== DOCUMENT EXCERPT ==

BEGIN

Triathletes obsessed with how their weight affects their performance may turn to diets that promote rapid weight loss. Ultimately, diets such as Prevention magazine's 400 calorie fix may break triathletes. The soon to be released book recently promoted on Rachael Ray advocates eating three to four 400-calorie meals daily.

Registered Dietician Jae Berman has worked with many triathletes at The San Francisco Bay Club. "Triathletes should be eating about 400 calories every couple of hours. That could be reasonable for them. But six to seven times a day, not four times per day.

There is not one book that I would ever suggest that people read because there is not one quick fix for everybody. However the idea of smaller portions of around 400 calories if there is guaranteed to be protein and carbs, that I'm not against. But again how many times you eat... For someone to be only eating 4 meals a day, that couldn't be a triathlete waking up at 5 am.

Triathletes spend so much time exercising that they really forget how important nutrition is. The number one thing that most triathletes don't understand is you have to fuel muscle. If you lose weight quickly, you're likely not losing fat, because fat is often the last thing to go, especially in the abdominal region where it is trying to hold onto the organs, to create that padding for safety. Triathletes often go to a survival mode when they starve themselves, their stress hormones get so elevated and that causes a whole cascade of events. They think they're so healthy doing this wonderful thing for their bodies and actually it can be very harmful. Sometimes I wish my triathletes would focus on what they're eating to fuel themselves rather than looking at food as a way of gaining weight. It's a very negative relationship with food and a very positive relationship with exercise. If they could create a positive relationship with both, not only do I think they would enjoy the sport more, but they'd feel better about what they eat and how their bodies are working."

END

== TASK OBJECTIVE ==
Restate the stretch from "Registered Dietician Jae" through "up at 5 am." in the passage on triathlete diets, renaming "calories" as "kilocalories".

Stored records
BEGIN

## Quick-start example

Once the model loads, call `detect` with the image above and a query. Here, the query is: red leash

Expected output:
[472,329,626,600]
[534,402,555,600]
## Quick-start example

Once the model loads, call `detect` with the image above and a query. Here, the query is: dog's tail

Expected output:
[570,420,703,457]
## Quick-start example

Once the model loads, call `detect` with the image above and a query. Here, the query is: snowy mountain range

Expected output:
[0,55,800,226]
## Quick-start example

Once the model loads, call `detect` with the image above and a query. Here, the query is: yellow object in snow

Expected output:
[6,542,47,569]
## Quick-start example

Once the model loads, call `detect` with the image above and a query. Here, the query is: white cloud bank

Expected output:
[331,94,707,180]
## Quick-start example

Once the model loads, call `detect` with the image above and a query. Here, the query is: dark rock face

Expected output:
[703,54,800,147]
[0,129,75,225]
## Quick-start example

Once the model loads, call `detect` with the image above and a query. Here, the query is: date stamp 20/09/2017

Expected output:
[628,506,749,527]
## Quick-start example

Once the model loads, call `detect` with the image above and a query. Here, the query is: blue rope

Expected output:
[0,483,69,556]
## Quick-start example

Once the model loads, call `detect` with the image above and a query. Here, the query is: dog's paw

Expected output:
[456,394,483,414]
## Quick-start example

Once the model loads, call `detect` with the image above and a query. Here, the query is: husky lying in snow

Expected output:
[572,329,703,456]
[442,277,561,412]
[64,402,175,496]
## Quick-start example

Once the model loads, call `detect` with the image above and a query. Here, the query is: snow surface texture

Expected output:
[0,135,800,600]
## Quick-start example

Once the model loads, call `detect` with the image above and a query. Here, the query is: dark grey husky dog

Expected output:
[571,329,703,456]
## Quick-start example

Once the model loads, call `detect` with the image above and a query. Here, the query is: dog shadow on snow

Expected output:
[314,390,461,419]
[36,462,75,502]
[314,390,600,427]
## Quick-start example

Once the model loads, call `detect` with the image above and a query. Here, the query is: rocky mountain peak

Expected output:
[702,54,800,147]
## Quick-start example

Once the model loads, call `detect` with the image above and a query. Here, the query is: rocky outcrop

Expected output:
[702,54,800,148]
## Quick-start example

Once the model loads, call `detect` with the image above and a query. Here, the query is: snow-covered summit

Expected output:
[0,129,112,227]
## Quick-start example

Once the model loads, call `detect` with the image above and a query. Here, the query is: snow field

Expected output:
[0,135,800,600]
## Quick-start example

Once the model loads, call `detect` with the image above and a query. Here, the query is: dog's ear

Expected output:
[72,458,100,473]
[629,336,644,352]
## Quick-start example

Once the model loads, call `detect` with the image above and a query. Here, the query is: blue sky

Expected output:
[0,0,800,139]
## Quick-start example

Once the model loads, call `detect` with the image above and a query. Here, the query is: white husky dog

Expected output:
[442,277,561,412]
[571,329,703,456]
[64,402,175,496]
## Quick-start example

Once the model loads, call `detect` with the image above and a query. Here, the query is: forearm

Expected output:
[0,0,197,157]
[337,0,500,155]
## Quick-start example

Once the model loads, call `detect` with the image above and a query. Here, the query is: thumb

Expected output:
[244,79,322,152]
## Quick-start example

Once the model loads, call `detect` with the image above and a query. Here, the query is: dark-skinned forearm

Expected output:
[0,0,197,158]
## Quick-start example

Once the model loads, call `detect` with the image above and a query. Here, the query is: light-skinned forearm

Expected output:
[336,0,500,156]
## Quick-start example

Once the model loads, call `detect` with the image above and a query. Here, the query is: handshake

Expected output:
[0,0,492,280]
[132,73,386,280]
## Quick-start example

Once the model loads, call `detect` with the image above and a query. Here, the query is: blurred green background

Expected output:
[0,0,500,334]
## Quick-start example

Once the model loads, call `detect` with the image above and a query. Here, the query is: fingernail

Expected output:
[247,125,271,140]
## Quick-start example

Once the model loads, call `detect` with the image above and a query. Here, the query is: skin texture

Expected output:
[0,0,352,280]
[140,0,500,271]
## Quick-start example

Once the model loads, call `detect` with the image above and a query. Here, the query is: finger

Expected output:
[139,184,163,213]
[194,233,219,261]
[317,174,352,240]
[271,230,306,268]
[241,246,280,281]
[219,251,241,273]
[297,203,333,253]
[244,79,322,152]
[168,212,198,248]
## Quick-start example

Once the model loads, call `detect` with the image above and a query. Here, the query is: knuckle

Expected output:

END

== SOLUTION TO THE PROBLEM ==
Registered Dietician Jae Berman has worked with many triathletes at The San Francisco Bay Club. "Triathletes should be eating about 400 kilocalories every couple of hours. That could be reasonable for them. But six to seven times a day, not four times per day.

There is not one book that I would ever suggest that people read because there is not one quick fix for everybody. However the idea of smaller portions of around 400 kilocalories if there is guaranteed to be protein and carbs, that I'm not against. But again how many times you eat... For someone to be only eating 4 meals a day, that couldn't be a triathlete waking up at 5 am.